### Exercise objective:
Only one stretch of the data below is wanted: the lines from the one with "point_to MUST return one point per instance of the wooden" through the one with "point_to MUST return one point per instance of the curtain", repeated exactly.

───── Study material ─────

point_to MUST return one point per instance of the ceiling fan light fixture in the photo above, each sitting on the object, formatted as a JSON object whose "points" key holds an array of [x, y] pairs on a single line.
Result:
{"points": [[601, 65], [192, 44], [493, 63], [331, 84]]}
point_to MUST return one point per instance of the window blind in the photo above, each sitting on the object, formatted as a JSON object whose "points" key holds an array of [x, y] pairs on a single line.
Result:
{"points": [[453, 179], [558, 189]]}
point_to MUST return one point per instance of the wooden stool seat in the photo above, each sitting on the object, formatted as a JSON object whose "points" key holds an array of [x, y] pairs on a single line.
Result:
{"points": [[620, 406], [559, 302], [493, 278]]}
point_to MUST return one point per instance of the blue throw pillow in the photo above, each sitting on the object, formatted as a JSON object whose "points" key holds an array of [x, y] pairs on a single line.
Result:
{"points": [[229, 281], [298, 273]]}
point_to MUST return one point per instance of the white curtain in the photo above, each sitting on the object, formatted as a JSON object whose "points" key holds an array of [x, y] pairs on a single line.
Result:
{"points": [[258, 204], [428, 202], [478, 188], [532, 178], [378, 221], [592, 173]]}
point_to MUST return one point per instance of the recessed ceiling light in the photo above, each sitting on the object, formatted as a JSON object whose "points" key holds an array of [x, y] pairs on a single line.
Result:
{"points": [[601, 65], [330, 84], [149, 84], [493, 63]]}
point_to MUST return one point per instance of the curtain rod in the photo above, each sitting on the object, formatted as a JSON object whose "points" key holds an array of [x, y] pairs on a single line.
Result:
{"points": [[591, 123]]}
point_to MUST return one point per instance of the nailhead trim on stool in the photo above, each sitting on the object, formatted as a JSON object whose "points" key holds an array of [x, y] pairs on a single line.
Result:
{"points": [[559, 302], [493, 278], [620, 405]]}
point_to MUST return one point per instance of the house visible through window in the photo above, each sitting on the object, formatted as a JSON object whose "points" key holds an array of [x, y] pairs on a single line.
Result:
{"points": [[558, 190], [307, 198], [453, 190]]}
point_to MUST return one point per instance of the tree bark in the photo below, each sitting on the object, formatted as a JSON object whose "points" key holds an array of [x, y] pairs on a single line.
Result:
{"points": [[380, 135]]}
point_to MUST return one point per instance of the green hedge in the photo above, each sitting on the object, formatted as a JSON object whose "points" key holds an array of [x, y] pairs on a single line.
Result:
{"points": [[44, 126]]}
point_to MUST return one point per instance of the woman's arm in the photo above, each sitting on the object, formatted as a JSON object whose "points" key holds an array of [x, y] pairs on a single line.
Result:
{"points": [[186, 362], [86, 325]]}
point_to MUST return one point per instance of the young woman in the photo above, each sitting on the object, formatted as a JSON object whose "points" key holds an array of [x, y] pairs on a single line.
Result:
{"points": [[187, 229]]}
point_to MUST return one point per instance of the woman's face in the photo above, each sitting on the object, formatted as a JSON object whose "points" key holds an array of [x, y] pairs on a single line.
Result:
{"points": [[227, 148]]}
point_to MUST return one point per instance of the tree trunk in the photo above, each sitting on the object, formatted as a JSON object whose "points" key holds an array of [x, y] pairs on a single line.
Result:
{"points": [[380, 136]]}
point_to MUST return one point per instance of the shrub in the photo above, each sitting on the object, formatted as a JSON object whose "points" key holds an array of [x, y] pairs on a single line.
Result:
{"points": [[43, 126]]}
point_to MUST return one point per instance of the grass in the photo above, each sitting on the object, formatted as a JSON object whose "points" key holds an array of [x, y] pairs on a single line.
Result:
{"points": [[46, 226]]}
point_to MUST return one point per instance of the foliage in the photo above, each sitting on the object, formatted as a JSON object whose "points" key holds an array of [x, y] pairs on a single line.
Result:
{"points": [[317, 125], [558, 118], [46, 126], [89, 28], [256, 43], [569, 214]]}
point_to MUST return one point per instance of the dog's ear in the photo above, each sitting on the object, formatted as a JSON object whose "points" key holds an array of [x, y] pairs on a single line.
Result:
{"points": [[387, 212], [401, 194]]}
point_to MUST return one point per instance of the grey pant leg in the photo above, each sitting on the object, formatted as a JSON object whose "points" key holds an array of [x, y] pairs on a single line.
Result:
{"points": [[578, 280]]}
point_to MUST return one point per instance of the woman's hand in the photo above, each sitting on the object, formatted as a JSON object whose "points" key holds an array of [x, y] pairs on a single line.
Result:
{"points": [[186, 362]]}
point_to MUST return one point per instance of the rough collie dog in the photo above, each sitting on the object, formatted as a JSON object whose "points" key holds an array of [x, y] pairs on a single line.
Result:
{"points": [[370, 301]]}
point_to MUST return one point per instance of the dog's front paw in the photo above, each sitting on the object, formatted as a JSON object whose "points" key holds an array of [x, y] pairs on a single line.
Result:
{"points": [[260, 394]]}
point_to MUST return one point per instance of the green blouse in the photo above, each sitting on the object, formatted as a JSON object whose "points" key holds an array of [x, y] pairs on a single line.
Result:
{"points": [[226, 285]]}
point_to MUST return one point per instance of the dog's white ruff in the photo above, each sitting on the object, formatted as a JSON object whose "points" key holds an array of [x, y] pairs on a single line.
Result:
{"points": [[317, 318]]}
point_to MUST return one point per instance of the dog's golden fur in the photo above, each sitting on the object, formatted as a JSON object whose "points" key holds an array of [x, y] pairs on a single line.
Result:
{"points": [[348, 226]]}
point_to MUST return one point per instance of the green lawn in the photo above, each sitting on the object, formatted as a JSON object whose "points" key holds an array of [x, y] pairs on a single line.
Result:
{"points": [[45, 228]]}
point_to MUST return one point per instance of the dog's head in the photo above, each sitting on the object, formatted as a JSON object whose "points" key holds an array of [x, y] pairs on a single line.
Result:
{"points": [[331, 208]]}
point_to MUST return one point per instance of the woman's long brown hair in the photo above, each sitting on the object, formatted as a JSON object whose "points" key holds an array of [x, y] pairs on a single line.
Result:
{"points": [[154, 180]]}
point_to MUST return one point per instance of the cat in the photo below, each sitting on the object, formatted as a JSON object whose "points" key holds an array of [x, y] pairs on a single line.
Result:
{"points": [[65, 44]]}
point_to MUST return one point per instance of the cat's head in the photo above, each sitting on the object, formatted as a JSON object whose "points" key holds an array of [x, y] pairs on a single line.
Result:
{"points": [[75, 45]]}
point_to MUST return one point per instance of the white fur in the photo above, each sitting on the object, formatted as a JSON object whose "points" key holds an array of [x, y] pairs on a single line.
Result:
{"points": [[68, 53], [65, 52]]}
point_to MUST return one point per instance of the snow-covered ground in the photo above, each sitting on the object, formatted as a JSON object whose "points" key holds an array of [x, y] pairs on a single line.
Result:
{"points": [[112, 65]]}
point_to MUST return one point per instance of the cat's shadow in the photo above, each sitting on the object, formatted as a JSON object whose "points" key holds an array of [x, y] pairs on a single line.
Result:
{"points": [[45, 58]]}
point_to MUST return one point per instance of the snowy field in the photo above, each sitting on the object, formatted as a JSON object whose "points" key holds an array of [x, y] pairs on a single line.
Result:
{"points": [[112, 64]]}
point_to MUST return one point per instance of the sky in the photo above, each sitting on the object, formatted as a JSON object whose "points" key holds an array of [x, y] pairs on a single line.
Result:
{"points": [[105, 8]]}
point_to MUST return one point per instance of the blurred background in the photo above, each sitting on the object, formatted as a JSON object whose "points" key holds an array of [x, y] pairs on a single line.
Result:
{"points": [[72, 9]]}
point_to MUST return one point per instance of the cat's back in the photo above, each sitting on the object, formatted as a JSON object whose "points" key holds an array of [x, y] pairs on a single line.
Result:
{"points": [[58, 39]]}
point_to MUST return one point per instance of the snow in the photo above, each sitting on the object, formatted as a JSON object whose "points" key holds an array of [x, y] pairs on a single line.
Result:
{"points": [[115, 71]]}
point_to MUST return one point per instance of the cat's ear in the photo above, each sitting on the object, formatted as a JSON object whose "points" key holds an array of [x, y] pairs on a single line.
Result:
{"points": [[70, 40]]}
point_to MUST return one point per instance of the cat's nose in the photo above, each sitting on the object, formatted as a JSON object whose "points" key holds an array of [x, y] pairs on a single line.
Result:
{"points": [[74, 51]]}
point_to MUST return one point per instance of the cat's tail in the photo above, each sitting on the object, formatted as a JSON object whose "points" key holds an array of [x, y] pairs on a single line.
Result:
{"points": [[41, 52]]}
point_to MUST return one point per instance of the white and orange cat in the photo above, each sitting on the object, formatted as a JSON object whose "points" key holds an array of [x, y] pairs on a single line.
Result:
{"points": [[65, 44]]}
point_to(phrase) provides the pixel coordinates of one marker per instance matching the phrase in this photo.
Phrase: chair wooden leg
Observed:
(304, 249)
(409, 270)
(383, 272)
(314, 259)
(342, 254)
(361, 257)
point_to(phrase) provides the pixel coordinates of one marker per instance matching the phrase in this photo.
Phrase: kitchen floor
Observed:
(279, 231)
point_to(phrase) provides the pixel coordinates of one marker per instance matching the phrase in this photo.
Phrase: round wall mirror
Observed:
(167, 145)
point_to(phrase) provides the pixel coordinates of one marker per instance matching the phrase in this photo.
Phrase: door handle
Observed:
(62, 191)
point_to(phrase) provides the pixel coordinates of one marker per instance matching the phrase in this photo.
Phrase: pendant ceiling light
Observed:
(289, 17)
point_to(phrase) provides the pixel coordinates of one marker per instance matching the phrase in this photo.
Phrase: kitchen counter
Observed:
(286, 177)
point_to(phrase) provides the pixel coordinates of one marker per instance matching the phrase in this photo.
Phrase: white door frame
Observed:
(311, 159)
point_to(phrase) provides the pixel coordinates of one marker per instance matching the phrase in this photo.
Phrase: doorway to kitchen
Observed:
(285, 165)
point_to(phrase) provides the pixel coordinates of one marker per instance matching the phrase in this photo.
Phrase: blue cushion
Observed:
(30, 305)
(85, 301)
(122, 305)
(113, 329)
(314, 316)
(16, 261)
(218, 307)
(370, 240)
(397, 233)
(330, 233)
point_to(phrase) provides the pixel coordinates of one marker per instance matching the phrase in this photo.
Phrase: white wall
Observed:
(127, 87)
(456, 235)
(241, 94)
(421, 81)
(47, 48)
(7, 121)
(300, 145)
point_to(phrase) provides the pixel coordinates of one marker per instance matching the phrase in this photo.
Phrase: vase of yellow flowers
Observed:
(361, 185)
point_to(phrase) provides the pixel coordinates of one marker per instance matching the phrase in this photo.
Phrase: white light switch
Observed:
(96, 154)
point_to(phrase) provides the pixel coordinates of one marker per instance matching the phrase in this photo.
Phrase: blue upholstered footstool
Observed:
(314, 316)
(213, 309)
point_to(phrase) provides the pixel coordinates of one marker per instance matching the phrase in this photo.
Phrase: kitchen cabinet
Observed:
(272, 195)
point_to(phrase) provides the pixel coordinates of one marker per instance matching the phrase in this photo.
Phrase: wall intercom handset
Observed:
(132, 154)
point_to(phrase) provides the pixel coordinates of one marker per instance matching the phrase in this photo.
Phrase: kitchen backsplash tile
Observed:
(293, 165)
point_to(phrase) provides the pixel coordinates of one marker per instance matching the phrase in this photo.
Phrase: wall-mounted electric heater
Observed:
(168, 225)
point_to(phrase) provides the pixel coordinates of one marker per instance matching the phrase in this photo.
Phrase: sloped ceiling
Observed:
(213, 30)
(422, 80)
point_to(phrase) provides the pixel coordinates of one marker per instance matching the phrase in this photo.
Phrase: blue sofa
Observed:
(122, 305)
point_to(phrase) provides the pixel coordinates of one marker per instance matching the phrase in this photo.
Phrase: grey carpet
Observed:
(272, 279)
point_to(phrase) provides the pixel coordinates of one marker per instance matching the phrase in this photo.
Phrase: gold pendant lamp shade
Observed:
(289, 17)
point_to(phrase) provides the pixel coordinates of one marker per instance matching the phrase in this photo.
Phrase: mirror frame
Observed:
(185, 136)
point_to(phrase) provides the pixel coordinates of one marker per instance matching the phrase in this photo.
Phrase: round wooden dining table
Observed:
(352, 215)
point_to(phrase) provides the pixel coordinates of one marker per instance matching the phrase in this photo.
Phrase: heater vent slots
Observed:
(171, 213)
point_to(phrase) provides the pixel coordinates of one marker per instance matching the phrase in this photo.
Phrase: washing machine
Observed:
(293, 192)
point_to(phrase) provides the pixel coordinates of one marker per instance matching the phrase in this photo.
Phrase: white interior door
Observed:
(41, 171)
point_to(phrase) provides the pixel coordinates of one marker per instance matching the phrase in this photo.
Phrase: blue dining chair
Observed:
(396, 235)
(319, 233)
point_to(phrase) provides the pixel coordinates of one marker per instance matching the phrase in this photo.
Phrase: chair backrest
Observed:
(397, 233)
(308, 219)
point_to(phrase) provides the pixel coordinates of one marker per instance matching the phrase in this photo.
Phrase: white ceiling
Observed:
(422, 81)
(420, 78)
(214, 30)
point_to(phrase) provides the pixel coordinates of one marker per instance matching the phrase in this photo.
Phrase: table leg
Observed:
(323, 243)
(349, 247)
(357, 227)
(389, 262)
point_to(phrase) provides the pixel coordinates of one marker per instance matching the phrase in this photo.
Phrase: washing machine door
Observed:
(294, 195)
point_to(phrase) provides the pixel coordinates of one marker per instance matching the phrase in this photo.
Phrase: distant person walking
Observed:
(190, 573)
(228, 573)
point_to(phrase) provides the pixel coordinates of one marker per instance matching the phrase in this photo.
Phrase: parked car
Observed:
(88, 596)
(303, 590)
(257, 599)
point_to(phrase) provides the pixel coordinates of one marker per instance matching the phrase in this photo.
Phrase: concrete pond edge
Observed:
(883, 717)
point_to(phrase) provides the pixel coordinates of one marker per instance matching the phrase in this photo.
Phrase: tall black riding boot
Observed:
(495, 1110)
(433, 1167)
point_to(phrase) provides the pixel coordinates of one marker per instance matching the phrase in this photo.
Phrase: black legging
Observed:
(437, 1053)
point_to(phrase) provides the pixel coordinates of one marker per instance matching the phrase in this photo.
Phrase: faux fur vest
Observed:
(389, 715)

─────

### Response to the exercise:
point_to MUST return one point per instance of the wooden stool seat in the photo above, each sitting on the object, formatted as a JSON object whose "points" key holds an array of [x, y] pairs on a single line.
Result:
{"points": [[620, 406], [559, 302], [493, 278]]}
point_to MUST return one point per instance of the blue throw pillow in the photo above, each sitting on the object, formatted as a JSON object whose "points" key holds an array of [x, y] pairs on a single line.
Result:
{"points": [[229, 281], [298, 273]]}
point_to MUST return one point per instance of the white curtain in the photo above, each sitting on the object, formatted as a JSON object whose "points" key holds an array of [x, y] pairs on a single line.
Result:
{"points": [[258, 204], [428, 202], [478, 188], [532, 178], [378, 221], [592, 173]]}
point_to MUST return one point per instance of the recessed ceiling light in the photo above, each sitting on the object, formatted as a JSON object whose "points" key holds an array of [x, y] pairs on a single line.
Result:
{"points": [[601, 65], [330, 84], [149, 84], [493, 63]]}
point_to MUST return one point per instance of the curtain rod in the photo above, each sitting on the object, formatted as a JSON object whose "points" key holds an array of [x, y] pairs on a single line.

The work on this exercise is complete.